Print each of the rows below unchanged, line for line.
........
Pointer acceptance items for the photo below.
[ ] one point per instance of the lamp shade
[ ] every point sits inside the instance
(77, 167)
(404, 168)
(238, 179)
........
■ **Task response**:
Pointer acceptance items for the photo below.
[ ] one point per instance of the lamp shade
[ ] every point sits inside the instance
(77, 167)
(404, 168)
(238, 179)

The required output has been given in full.